## SELECTED TEXT
--- --- ---

# Specific 3D Printers, Scanners, & Hardware > RepRap Format Printer Forum >  Reprap printers for beginners...

## aknapp

This is for those of you who have experience building a reprap printer.

What are some of the most important things you wish you would have known/understood when you first began building a reprap? Are there any suggestions or advice you would give to someone who is completely new to reprap looking to build their first printer?

----------


## PeteD

My biggest recommendation would be to buy a kit rather than source your own parts.  Look for a kit that has good build instructions and a active community that supports it and can answer the questions you will have.

It may be cheaper to source your own parts, but if you're completely new to 3D printing, you're not likely to know enough about the different platforms, drivers, hot ends, electronics, firmware and software to put together a good system.  If you're in the US, I'd recommend you look at the MendelMax.  If you're in Europe, you should look into one of the RepRapPro machines.

Beyond that, just be active in the 3D printing forums.  This one looks pretty good.  Soliforums and the RepRap forums are both excellent.  You'll learn a lot reading the discussions and questions that the community answers.  Other good resources are the RepRap Magazine and Rich Rap's blog.

----------


## Vanguard

I think this is basically good advice.  Learn what you are doing, learn what YOU want from a printer, just get the feel for the entire thing.  It might be best to start with one of the "CHEAP" 3D printers, I do not care for the laser cut, wood printers, or other "cheap" printers, however, they are a good way to figure out whether or not you want to be messing with this stuff, with out spending a small fortune.  Plus steppers, and other parts might be able to be used on a build when and if you decide you want to build a custom printer.




> My biggest recommendation would be to buy a kit rather than source your own parts.  Look for a kit that has good build instructions and a active community that supports it and can answer the questions you will have.

--- --- ---

Reproduce the forum thread on advice for RepRap beginners word for word, from its title line to the final quoted line.

## DATA SUPPLIED
--- --- ---

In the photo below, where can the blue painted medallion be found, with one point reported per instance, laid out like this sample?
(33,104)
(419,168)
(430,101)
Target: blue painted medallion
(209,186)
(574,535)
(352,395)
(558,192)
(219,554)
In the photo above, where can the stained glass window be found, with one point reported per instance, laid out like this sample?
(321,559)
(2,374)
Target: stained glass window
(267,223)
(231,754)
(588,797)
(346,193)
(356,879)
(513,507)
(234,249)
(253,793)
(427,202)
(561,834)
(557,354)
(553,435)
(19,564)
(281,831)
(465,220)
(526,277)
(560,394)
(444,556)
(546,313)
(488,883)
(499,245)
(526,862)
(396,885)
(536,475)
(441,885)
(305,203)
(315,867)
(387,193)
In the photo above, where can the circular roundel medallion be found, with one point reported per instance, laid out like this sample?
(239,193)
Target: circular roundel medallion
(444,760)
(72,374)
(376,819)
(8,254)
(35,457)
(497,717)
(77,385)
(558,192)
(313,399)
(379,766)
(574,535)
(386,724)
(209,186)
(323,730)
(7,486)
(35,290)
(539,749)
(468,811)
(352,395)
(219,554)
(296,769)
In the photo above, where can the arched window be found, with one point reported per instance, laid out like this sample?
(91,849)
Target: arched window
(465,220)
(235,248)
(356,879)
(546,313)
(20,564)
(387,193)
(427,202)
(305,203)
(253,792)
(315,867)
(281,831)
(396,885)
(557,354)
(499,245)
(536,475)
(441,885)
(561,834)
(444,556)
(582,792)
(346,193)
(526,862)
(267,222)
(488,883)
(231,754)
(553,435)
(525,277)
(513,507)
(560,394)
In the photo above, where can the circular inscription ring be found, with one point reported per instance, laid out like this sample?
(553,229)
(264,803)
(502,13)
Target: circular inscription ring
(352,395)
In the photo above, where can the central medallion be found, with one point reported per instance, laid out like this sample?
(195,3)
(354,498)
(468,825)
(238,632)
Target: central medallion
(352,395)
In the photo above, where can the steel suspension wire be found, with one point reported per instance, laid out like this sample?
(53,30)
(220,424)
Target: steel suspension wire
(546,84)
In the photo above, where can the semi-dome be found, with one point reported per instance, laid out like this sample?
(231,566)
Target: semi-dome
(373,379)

--- --- ---

## ANSWER TO THIS PROBLEM
# Specific 3D Printers, Scanners, & Hardware > RepRap Format Printer Forum >  Reprap printers for beginners...

## aknapp

This is for those of you who have experience building a reprap printer.

What are some of the most important things you wish you would have known/understood when you first began building a reprap? Are there any suggestions or advice you would give to someone who is completely new to reprap looking to build their first printer?

----------


## PeteD

My biggest recommendation would be to buy a kit rather than source your own parts.  Look for a kit that has good build instructions and a active community that supports it and can answer the questions you will have.

It may be cheaper to source your own parts, but if you're completely new to 3D printing, you're not likely to know enough about the different platforms, drivers, hot ends, electronics, firmware and software to put together a good system.  If you're in the US, I'd recommend you look at the MendelMax.  If you're in Europe, you should look into one of the RepRapPro machines.

Beyond that, just be active in the 3D printing forums.  This one looks pretty good.  Soliforums and the RepRap forums are both excellent.  You'll learn a lot reading the discussions and questions that the community answers.  Other good resources are the RepRap Magazine and Rich Rap's blog.

----------


## Vanguard

I think this is basically good advice.  Learn what you are doing, learn what YOU want from a printer, just get the feel for the entire thing.  It might be best to start with one of the "CHEAP" 3D printers, I do not care for the laser cut, wood printers, or other "cheap" printers, however, they are a good way to figure out whether or not you want to be messing with this stuff, with out spending a small fortune.  Plus steppers, and other parts might be able to be used on a build when and if you decide you want to build a custom printer.




> My biggest recommendation would be to buy a kit rather than source your own parts.  Look for a kit that has good build instructions and a active community that supports it and can answer the questions you will have.